───── Texte du document

Un lien entre le peuple Shiwiar, vivant en Haute-Amazonie,
et le Palais de Tokyo, site de création contemporaine, à Paris.
Un projet de Valéry Grancher 2005
31 juillet 2006
"Escale estivale" France Inter 25 Juillet 2006 18h13:37
Le 25 Juillet dernier à 18h00 Marc Sanchez et moi étions interviewés sur l'exposition "Tropico vegetal lots in paradise", pour ma part cette itw portait sur le "shiwiars project" et le film "Tanguntsa Amazonie 0":
J'ai le plaisir ici d'en publier la scription de cet entretien :
25/07/2006
France inter
"Escale estivale"
Emmanuel KHERAD
HEURE 18:13:37
DUREE 00:15:08
Emmanuel KHERAD : Mais avant tout cela, nous recevrons Marc Sanchez, directeur des programmes du Palais de Tokyo, et l'artiste Valéry Grancher, à l'occasion de l'exposition "Tropico-Végétal" qui se tient jusqu'au 27 août, une vision artistique et écologique de la nature sauvage. Un DVD et un livre sont également parus et disponibles dans toute la France. Et on commence avec Donovan Frankenreiter, "Move by yourself". C'est "Escale estivale" jusqu'à 19h00. Bonne soirée !
Musique
Jingle
Emmanuel KHERAD : Marc Sanchez et Valéry Grancher sont les invités de cette première partie d'Escale. Alors vous êtes parmi nous à l'occasion de l'exposition "Tropico-Végétal" sous-titrée "Lost in Paradise", qui se tient au Palais de Tokyo à Paris jusqu'au 27 août. Valéry, vous, vous avez réalisé un DVD qui s'appelle "Tanguntsa Amazonie 0". Et ce DVD nous entraîne dans la jungle amazonienne dans un village considéré comme l'un des lieux les plus extrêmes de la planète.
Valéry GRANCHER : Oui, tout à fait.
Emmanuel KHERAD : Et vous avez rencontré là-bas le chef...
Valéry GRANCHER : Voilà.
Emmanuel KHERAD : ... le chef du village.
Valéry GRANCHER, Artiste : Alors pour préciser un petit peu l'endroit, c'est exactement la basse Amazonie de l'Equateur, la frontière Equateur-Pérou. Le chef de... la tribu visitée, ce sont les Jivaros, les réducteurs de têtes. Et c'est une tribu de 700 âmes qui se nomme les Shiwiars. Et j'ai rencontré là-bas le chef qui s'appelle Wonzalo et le chef de la confédération politique, puisqu'ils ont (eur petite confédération politique, qui s'appelle Pascual.
Emmanuel KHERAD : D'accord.
Valéry GRANCHER : Voilà.
Emmanuel KHERAD : Est-ce que vous vouliez nous faire découvrir le lieu, la population avec un regard d'ethnologue ?

──────────
───── Contenu des données

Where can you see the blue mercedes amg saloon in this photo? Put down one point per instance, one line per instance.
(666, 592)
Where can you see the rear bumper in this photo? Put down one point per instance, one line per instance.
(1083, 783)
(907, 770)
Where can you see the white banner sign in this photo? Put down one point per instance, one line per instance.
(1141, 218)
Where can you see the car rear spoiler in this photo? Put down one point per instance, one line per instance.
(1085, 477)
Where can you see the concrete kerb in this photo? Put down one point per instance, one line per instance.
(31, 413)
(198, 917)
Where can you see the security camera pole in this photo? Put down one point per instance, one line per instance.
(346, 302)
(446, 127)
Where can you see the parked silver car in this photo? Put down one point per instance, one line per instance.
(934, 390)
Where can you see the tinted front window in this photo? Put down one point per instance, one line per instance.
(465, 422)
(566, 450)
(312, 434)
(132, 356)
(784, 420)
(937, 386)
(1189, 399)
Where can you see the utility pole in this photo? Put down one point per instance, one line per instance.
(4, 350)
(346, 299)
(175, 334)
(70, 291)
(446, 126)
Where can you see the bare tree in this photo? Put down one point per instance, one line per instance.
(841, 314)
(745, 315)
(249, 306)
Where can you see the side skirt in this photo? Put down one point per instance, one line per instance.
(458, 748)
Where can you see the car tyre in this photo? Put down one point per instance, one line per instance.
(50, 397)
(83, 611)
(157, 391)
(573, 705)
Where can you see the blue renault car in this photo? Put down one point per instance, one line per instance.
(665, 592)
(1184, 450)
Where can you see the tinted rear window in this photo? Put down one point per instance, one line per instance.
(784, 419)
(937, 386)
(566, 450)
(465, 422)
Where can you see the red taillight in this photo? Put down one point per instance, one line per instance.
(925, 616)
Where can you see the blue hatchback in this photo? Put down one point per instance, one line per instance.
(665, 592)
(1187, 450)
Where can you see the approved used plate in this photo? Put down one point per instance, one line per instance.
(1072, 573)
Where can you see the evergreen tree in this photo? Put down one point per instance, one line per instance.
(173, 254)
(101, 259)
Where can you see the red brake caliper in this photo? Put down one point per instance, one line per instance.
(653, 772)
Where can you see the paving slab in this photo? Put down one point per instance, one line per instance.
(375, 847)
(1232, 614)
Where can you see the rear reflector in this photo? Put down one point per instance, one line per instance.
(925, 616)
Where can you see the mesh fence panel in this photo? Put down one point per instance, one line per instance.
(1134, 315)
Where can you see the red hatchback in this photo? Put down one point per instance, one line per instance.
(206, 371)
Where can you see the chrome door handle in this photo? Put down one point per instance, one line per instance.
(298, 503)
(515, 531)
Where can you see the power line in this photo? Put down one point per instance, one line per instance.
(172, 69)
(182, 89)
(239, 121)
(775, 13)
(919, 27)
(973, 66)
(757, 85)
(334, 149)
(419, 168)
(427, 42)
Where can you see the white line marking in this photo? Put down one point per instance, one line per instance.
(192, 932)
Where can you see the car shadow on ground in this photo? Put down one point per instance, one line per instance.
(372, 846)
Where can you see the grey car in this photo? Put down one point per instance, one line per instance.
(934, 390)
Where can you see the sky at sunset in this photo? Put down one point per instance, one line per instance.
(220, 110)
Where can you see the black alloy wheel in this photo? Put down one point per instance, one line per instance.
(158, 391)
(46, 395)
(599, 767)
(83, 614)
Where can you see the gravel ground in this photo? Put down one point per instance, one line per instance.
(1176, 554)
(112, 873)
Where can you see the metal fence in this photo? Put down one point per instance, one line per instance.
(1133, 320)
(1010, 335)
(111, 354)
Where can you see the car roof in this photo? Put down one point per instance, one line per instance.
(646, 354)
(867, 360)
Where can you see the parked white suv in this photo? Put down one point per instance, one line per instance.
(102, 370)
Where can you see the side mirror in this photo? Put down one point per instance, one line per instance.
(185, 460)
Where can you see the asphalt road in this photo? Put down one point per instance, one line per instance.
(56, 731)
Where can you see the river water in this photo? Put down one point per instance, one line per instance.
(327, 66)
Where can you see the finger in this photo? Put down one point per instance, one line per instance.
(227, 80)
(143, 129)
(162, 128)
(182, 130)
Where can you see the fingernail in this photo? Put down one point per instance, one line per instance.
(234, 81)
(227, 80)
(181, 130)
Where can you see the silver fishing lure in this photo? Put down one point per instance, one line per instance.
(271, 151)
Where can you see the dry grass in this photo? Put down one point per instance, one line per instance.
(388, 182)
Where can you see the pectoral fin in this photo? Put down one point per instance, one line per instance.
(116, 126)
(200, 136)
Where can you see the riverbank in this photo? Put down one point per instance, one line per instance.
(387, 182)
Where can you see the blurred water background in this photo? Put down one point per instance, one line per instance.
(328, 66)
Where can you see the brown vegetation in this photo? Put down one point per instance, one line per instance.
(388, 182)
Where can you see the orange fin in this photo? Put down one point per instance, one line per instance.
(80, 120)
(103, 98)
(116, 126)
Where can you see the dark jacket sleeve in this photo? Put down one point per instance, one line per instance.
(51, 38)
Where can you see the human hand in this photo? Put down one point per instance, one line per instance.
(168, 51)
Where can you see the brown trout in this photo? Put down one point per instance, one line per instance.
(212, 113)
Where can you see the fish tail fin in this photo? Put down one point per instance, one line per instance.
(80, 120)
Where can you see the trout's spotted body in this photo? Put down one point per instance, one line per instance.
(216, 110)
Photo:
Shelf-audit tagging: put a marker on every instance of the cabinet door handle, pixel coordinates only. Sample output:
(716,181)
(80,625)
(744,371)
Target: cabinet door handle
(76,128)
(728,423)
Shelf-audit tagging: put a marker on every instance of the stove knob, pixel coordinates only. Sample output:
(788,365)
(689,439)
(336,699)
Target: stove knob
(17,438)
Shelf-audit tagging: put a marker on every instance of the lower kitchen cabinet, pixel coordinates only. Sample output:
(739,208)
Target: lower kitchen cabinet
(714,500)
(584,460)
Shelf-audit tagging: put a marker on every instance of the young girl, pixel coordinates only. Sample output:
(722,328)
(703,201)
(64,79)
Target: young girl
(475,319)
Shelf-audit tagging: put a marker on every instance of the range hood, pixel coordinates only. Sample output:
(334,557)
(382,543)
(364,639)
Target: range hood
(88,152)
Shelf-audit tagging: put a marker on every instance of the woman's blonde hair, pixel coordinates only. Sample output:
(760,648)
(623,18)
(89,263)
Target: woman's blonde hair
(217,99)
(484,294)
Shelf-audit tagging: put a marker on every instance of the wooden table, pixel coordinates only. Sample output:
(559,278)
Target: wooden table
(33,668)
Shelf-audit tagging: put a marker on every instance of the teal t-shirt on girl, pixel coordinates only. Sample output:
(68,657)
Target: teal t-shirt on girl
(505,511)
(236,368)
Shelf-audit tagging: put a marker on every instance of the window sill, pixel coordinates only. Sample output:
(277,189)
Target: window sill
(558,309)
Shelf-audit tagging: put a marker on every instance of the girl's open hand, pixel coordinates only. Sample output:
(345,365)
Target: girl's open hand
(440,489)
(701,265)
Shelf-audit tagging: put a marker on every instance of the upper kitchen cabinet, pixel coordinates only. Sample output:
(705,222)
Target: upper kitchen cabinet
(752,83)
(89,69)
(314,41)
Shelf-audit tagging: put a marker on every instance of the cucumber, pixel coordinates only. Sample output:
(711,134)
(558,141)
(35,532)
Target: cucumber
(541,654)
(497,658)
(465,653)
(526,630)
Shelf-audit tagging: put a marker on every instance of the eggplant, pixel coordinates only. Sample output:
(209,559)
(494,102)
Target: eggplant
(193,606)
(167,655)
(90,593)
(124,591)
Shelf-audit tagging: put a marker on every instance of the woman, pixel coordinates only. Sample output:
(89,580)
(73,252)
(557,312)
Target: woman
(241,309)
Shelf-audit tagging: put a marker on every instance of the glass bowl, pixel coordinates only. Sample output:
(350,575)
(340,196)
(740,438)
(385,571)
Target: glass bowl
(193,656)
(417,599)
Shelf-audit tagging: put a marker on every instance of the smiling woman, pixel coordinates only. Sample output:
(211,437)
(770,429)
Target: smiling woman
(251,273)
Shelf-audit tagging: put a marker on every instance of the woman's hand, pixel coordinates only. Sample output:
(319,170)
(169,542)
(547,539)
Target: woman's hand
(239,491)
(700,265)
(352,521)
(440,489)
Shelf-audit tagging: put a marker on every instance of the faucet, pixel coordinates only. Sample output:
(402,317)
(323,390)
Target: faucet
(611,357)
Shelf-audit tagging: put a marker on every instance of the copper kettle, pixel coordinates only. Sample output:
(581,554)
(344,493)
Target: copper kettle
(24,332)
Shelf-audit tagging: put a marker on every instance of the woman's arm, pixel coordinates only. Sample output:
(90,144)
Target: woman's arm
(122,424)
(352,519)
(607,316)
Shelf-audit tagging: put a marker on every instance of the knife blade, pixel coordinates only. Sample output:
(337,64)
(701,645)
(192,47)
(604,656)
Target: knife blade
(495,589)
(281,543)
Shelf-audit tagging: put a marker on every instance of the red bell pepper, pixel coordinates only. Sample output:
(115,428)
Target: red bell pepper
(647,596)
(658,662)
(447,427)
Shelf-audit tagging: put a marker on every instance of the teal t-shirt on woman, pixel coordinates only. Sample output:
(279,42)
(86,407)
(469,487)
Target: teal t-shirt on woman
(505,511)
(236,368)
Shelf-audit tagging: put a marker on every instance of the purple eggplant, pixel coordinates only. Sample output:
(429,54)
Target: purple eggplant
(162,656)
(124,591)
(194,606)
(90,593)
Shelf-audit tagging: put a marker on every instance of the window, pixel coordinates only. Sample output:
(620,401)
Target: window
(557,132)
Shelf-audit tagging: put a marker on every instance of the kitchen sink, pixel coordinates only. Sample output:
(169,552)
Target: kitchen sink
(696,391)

──────────

Répondez aux questions suivantes à partir du texte sur le projet Shiwiar :
(a) Jusqu'à quelle date l'exposition « Tropico-Végétal » se tient-elle au Palais de Tokyo ?
(b) Combien d'âmes compte la tribu des Shiwiars ?
(c) Quel est le nom du chef de la confédération politique rencontré par Valéry Grancher ?
Il n'est pas nécessaire de recourir aux lignes de données.

(a) Jusqu'au 27 août.
(b) 700 âmes.
(c) Pascual.